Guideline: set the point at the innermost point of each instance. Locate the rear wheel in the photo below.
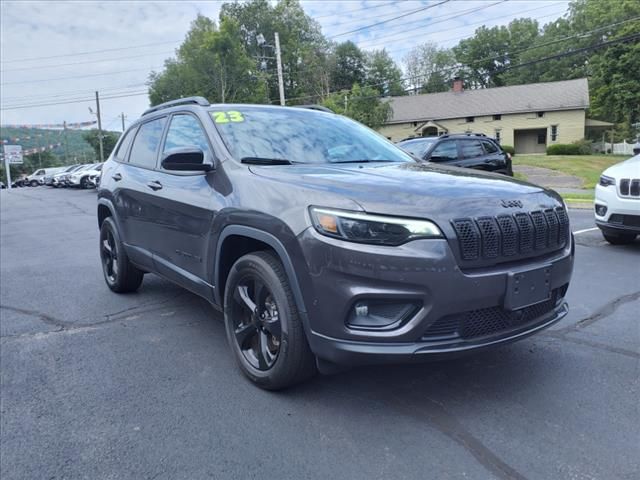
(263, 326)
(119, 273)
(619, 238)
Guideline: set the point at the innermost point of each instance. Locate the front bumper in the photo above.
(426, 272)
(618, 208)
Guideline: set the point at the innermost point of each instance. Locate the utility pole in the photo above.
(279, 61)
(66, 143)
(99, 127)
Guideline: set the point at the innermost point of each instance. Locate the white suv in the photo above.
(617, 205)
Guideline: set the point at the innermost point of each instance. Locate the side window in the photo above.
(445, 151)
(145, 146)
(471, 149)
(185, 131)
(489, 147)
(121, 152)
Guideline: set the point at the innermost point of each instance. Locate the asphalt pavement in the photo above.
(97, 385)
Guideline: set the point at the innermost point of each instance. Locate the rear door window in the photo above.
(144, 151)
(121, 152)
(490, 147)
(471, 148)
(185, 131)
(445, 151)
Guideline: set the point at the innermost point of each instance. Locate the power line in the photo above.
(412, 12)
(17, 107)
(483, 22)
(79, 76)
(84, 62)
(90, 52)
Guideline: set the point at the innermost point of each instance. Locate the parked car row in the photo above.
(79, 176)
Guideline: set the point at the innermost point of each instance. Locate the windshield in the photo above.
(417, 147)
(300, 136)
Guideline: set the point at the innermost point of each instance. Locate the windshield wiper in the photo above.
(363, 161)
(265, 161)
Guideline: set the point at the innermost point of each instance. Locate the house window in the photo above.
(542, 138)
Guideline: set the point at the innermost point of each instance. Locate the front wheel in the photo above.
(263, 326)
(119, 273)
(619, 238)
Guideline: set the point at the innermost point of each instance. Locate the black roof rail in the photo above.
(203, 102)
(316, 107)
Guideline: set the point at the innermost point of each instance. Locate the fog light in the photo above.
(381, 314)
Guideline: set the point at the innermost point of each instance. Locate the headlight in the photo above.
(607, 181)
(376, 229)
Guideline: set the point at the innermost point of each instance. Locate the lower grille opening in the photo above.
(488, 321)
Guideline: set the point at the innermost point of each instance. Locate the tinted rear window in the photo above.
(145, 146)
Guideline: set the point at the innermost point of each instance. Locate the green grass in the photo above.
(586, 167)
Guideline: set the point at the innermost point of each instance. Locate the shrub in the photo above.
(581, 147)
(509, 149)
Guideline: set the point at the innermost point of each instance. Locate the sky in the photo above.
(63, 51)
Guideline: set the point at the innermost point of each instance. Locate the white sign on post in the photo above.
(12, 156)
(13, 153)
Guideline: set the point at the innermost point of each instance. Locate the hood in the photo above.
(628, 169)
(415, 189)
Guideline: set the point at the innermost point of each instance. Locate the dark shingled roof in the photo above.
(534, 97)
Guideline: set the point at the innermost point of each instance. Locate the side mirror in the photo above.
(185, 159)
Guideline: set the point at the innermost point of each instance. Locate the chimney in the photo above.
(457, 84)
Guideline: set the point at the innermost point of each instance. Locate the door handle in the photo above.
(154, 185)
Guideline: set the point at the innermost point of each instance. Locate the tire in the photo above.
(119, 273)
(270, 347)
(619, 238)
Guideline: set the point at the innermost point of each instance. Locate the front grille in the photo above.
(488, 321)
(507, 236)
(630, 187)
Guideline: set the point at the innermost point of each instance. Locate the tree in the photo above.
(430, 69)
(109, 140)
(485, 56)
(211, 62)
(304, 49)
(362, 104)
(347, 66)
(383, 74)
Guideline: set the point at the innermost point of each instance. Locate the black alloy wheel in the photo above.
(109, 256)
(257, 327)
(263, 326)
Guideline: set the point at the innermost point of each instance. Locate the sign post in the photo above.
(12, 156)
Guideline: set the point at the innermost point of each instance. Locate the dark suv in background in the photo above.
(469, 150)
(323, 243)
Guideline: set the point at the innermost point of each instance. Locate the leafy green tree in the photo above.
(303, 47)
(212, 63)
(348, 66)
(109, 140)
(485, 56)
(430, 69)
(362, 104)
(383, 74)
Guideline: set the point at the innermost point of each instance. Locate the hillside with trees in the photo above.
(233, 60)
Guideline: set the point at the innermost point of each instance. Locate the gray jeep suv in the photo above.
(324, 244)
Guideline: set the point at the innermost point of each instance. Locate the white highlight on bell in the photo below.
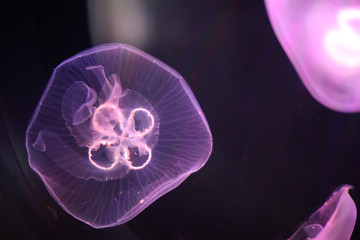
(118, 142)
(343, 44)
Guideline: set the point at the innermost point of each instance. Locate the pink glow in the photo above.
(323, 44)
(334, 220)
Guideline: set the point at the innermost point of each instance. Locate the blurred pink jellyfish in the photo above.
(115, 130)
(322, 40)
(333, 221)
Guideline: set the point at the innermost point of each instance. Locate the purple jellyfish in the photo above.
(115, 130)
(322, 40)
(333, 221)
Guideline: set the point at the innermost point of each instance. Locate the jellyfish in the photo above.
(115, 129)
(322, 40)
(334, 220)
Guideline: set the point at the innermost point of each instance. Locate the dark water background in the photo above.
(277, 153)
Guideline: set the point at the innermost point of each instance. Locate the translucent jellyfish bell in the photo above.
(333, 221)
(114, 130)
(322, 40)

What this task involves »
With the pictures set aside, write out the whole listing exactly.

Completed task »
Guideline: set the point at the innermost point of each instance. Locate the rear wheel in the photo below.
(263, 326)
(119, 273)
(619, 238)
Guideline: set the point at the innermost point of each instance. Locate the front bumper in the photo above.
(426, 272)
(618, 208)
Guideline: set the point at the innermost point of each instance. Locate the utility pole in the photo above.
(279, 61)
(66, 143)
(99, 127)
Guideline: set the point at the innermost point of each instance. Locate the white suv in the photo above.
(617, 205)
Guideline: set the point at the innermost point of each instance. Locate the side window in the photo above.
(445, 151)
(145, 146)
(471, 149)
(185, 131)
(489, 147)
(121, 152)
Guideline: set the point at the innermost point of each instance. Locate the asphalt pavement in the photo above.
(97, 385)
Guideline: set the point at the innermost point of each instance. Locate the rear door window in the photo above.
(144, 151)
(121, 152)
(490, 147)
(471, 148)
(185, 131)
(445, 151)
Guideline: set the point at the innermost point of each instance. Locate the power line in the photo above.
(412, 12)
(17, 107)
(483, 22)
(79, 76)
(84, 62)
(90, 52)
Guideline: set the point at the innermost point of each instance. Locate the parked car row in the photo above.
(79, 176)
Guideline: set the point at the innermost point of each instance. Locate the windshield in the photo above.
(417, 147)
(300, 136)
Guideline: set the point at the innermost point of each instance. Locate the windshield wiper in the photo above.
(363, 161)
(265, 161)
Guideline: set the point at the innermost point of each instance. Locate the house window in the photo above.
(542, 138)
Guideline: set the point at the innermost point of each instance. Locate the front wheel in the photo above.
(263, 326)
(119, 273)
(619, 238)
Guideline: set the point at the innermost point of each instance. Locate the black roof rail in the photo above.
(203, 102)
(316, 107)
Guideline: set the point at the innermost point of each instance. Locate the fog light in the photo above.
(381, 314)
Guideline: set the point at the innermost point of each instance. Locate the headlight in the photo above.
(607, 181)
(376, 229)
Guideline: set the point at the innermost point of each instance. Locate the lower grille opening in the photo above.
(488, 321)
Guideline: set the point at the innermost point of each instance. Locate the tinted rear window in the photo above.
(145, 146)
Guideline: set the point at the innermost point of each instance. Locate the green grass in the photo above.
(586, 167)
Guideline: set the point at the innermost point of each instance. Locate the shrub in the photo above.
(581, 147)
(509, 149)
Guideline: set the point at the innermost point of each instance. Locate the sky in the photo above.
(63, 51)
Guideline: set the point at the innermost point of each instance. Locate the white sign on post in the photo above.
(12, 156)
(13, 153)
Guideline: set the point at the innermost point of each instance. Locate the hood in the photo above.
(628, 169)
(415, 189)
Guideline: set the point at the innermost point of each instance. Locate the dark shingled roof in the photo above.
(534, 97)
Guideline: set the point at the innermost point of each instance. Locate the side mirror in the photo above.
(185, 159)
Guideline: set the point at the innermost point of each instance. Locate the chimney in the photo above.
(457, 84)
Guideline: set the point at the innermost point of each instance. Locate the door handle in the photo above.
(154, 185)
Guideline: set the point at the innermost point of each instance. Locate the tire in the photo above.
(119, 273)
(270, 347)
(619, 238)
Guideline: set the point at the innermost point of each instance. Locate the front grille in the photo above.
(488, 321)
(507, 236)
(630, 187)
Guideline: set the point at the innermost point of each instance. Locate the tree in the photo above.
(430, 69)
(109, 140)
(485, 56)
(211, 62)
(304, 49)
(362, 104)
(347, 66)
(383, 74)
Guideline: set the point at the innermost point of each instance. Locate the black alloy wheel in the photo above.
(109, 256)
(257, 327)
(263, 326)
Guideline: set the point at the innermost point of each instance. Locate the sign post in the photo above.
(12, 156)
Guideline: set the point at the innermost point of each instance. Locate the dark suv in background in the photo above.
(469, 150)
(323, 243)
Guideline: set the point at the innermost point of each instance. Locate the leafy green tree in the photo above.
(303, 47)
(212, 63)
(348, 66)
(109, 140)
(485, 56)
(430, 69)
(362, 104)
(383, 74)
Guideline: set the point at the innermost point of each instance. Locate the hillside with trees in the photo above.
(233, 60)
Guideline: set the point at the innermost point of each instance. Locate the gray jeep suv in the photo above.
(324, 244)
Guideline: set the point at the innermost point of each instance. Locate the white highlight on bell in the photo below.
(118, 142)
(343, 44)
Guideline: set the point at the innermost point of each instance. Locate the pink glow in the photo above.
(323, 44)
(334, 220)
Guideline: set the point at the innermost point of each instance. Locate the blurred pink jellyfish in the photo above.
(115, 130)
(322, 40)
(333, 221)
Guideline: set the point at the innermost point of each instance. Locate the purple jellyfish in the photo above.
(115, 130)
(322, 40)
(333, 221)
Guideline: set the point at the innermost point of each instance. Locate the jellyfish in the photo above.
(115, 129)
(322, 40)
(334, 220)
Guideline: set the point at the innermost point of each instance. Locate the dark water background in the photo above.
(277, 153)
Guideline: set the point at the innermost point of each instance. Locate the translucent jellyfish bell in the photo above.
(333, 221)
(114, 130)
(322, 40)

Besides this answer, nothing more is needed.